ENTRI HASIL EKSTRAKSI:

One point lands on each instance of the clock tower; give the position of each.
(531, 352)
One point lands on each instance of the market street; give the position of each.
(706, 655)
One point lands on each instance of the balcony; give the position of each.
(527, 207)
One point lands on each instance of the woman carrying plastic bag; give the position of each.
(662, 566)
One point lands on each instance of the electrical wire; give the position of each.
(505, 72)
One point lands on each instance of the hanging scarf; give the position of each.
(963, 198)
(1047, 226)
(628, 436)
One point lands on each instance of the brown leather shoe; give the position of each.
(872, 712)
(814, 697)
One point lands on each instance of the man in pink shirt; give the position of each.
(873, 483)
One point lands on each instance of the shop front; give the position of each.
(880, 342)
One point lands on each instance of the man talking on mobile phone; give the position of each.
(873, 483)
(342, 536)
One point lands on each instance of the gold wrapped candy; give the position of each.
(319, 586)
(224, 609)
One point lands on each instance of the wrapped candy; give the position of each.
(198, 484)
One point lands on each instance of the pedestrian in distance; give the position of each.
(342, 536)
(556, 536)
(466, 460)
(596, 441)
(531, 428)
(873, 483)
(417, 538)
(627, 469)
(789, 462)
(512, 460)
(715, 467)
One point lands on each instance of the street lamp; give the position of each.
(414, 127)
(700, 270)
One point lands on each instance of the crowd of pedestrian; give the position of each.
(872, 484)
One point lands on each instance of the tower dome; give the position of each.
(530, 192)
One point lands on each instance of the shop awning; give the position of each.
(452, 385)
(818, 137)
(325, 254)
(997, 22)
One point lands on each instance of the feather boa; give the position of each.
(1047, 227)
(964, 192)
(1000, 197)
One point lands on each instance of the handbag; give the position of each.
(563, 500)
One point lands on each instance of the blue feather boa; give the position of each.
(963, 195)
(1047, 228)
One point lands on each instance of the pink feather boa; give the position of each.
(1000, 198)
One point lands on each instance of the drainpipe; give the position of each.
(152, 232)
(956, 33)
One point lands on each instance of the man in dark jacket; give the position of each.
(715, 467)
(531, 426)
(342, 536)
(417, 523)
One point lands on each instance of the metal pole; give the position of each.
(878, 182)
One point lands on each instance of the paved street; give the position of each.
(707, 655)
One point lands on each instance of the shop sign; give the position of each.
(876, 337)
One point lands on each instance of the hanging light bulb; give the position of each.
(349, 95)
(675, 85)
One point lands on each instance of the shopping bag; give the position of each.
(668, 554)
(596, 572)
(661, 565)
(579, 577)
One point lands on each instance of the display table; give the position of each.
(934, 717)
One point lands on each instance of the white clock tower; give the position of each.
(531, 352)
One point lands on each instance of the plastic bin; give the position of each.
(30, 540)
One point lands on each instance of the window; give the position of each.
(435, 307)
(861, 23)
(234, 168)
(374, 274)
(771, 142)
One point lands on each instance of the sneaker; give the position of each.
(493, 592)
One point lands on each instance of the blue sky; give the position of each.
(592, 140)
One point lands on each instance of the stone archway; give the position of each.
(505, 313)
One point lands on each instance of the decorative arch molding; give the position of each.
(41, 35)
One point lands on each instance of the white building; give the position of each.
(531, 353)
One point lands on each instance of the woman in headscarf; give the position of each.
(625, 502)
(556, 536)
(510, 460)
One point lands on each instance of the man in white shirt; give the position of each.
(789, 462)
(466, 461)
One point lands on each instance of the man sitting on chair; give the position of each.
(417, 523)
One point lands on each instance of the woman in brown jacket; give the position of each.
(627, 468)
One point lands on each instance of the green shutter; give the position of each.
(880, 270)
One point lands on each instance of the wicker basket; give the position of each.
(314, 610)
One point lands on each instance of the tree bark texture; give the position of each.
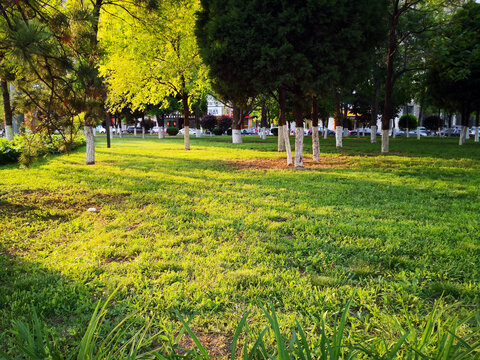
(315, 138)
(186, 116)
(373, 134)
(7, 109)
(90, 140)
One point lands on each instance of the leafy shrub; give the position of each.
(433, 122)
(217, 131)
(209, 122)
(224, 123)
(172, 130)
(408, 121)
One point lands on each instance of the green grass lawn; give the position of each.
(208, 231)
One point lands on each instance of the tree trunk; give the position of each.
(339, 120)
(476, 125)
(385, 141)
(7, 109)
(315, 139)
(236, 125)
(198, 131)
(90, 140)
(373, 134)
(263, 121)
(298, 112)
(389, 80)
(186, 116)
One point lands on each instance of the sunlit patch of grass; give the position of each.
(187, 231)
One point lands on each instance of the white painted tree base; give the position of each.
(9, 132)
(315, 144)
(373, 134)
(463, 135)
(281, 140)
(338, 136)
(90, 141)
(385, 141)
(237, 136)
(288, 148)
(264, 133)
(299, 147)
(186, 137)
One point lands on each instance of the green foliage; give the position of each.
(217, 131)
(217, 230)
(172, 130)
(442, 338)
(408, 121)
(27, 148)
(224, 123)
(209, 122)
(9, 151)
(433, 122)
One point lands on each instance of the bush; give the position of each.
(408, 121)
(433, 122)
(217, 131)
(209, 122)
(172, 130)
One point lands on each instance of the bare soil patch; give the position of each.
(326, 162)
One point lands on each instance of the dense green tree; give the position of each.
(454, 75)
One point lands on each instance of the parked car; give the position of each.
(131, 129)
(191, 131)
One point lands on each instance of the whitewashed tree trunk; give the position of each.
(299, 147)
(315, 144)
(264, 133)
(186, 137)
(9, 132)
(288, 148)
(281, 140)
(90, 140)
(463, 135)
(236, 136)
(338, 136)
(385, 141)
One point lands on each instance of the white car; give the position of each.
(191, 131)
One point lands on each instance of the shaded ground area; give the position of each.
(326, 162)
(199, 232)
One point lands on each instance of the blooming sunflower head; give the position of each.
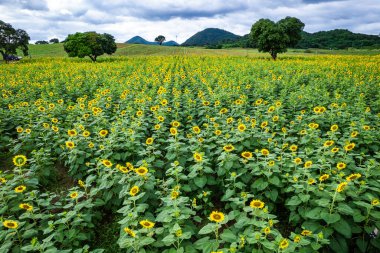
(103, 133)
(134, 190)
(217, 216)
(26, 207)
(228, 148)
(149, 141)
(20, 189)
(19, 160)
(257, 204)
(197, 157)
(147, 224)
(10, 224)
(247, 154)
(141, 171)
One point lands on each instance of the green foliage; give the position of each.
(276, 37)
(12, 39)
(89, 44)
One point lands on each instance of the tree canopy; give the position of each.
(11, 39)
(160, 39)
(89, 44)
(276, 37)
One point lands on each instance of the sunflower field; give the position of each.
(191, 154)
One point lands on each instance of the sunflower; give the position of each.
(26, 207)
(196, 129)
(328, 143)
(341, 166)
(70, 144)
(197, 157)
(173, 131)
(149, 141)
(241, 127)
(334, 128)
(308, 164)
(217, 216)
(341, 186)
(74, 195)
(103, 133)
(246, 154)
(10, 224)
(176, 124)
(257, 204)
(134, 190)
(20, 189)
(324, 177)
(130, 232)
(107, 163)
(147, 224)
(228, 148)
(72, 132)
(141, 171)
(284, 244)
(349, 146)
(265, 152)
(19, 160)
(375, 202)
(353, 177)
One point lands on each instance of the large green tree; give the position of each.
(89, 44)
(11, 39)
(276, 37)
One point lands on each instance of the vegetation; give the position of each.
(276, 37)
(160, 39)
(12, 39)
(191, 154)
(89, 44)
(210, 36)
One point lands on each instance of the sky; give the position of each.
(179, 19)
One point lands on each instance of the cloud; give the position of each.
(179, 18)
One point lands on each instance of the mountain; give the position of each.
(338, 39)
(210, 36)
(140, 40)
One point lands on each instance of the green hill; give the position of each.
(211, 36)
(338, 39)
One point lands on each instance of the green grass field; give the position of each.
(56, 50)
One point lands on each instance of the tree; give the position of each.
(276, 37)
(89, 44)
(41, 42)
(160, 39)
(11, 39)
(54, 40)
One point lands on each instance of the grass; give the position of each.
(56, 50)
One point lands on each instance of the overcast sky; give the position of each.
(46, 19)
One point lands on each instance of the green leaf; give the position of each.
(343, 228)
(209, 228)
(330, 218)
(200, 181)
(228, 236)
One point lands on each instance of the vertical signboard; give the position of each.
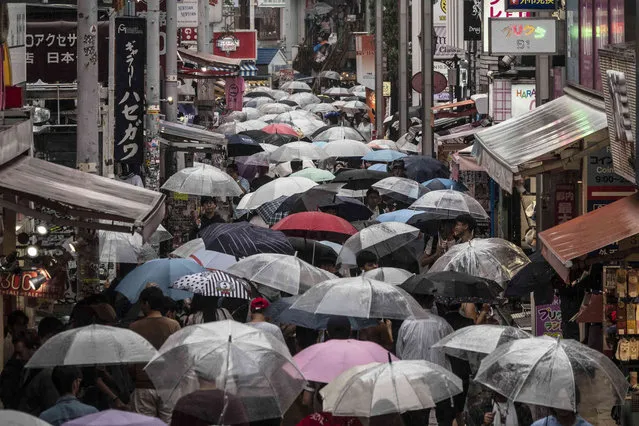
(130, 58)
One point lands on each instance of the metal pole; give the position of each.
(403, 66)
(427, 78)
(379, 70)
(170, 84)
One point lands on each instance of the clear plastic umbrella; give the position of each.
(491, 258)
(359, 297)
(93, 345)
(253, 366)
(550, 372)
(448, 204)
(203, 180)
(281, 272)
(393, 387)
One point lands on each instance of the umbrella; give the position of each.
(242, 145)
(359, 297)
(161, 272)
(393, 387)
(491, 258)
(253, 366)
(203, 180)
(479, 339)
(214, 283)
(323, 362)
(315, 225)
(243, 239)
(316, 175)
(400, 189)
(93, 345)
(383, 156)
(453, 287)
(359, 179)
(395, 276)
(346, 148)
(448, 204)
(297, 151)
(421, 168)
(115, 418)
(281, 272)
(548, 372)
(381, 239)
(441, 183)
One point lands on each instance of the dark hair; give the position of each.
(63, 377)
(365, 257)
(49, 326)
(154, 297)
(467, 219)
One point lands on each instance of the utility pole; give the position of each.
(403, 66)
(379, 69)
(427, 78)
(170, 84)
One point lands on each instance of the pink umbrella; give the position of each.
(323, 362)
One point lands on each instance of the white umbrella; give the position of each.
(394, 387)
(203, 180)
(297, 151)
(93, 345)
(346, 148)
(281, 272)
(275, 189)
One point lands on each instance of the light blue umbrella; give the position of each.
(162, 272)
(385, 155)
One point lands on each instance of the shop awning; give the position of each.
(592, 231)
(506, 148)
(83, 200)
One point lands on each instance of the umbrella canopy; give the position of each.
(93, 345)
(400, 189)
(453, 287)
(115, 418)
(161, 272)
(281, 272)
(392, 387)
(491, 258)
(275, 189)
(297, 151)
(251, 365)
(203, 180)
(315, 225)
(346, 148)
(359, 297)
(448, 204)
(479, 339)
(214, 283)
(323, 362)
(242, 239)
(395, 276)
(316, 175)
(548, 372)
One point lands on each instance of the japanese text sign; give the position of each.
(130, 58)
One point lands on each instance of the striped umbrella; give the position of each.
(214, 283)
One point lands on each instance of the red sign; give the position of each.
(245, 46)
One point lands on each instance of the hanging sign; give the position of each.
(130, 59)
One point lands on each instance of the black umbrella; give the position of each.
(453, 287)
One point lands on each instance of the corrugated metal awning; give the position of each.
(592, 231)
(504, 149)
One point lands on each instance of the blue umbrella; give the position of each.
(162, 272)
(384, 155)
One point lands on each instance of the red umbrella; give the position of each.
(316, 225)
(280, 129)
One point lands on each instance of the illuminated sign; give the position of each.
(530, 36)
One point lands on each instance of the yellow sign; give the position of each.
(386, 89)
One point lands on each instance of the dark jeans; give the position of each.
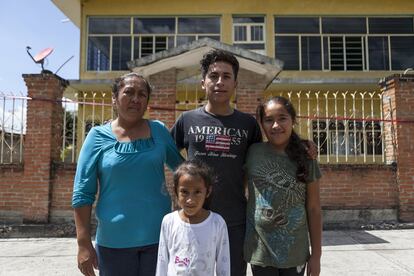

YANG HARUS DIKERJAKAN:
Temukan semua baris dalam item di atas yang memuat kata "trunk", lalu salin setiap baris itu. Huruf besar dan huruf kecil dibedakan.

JAWABAN TUGAS:
One point lands on each instance of the tree trunk; give the position of each.
One point lands on each instance of the whitewashed tree trunk; give the position of each.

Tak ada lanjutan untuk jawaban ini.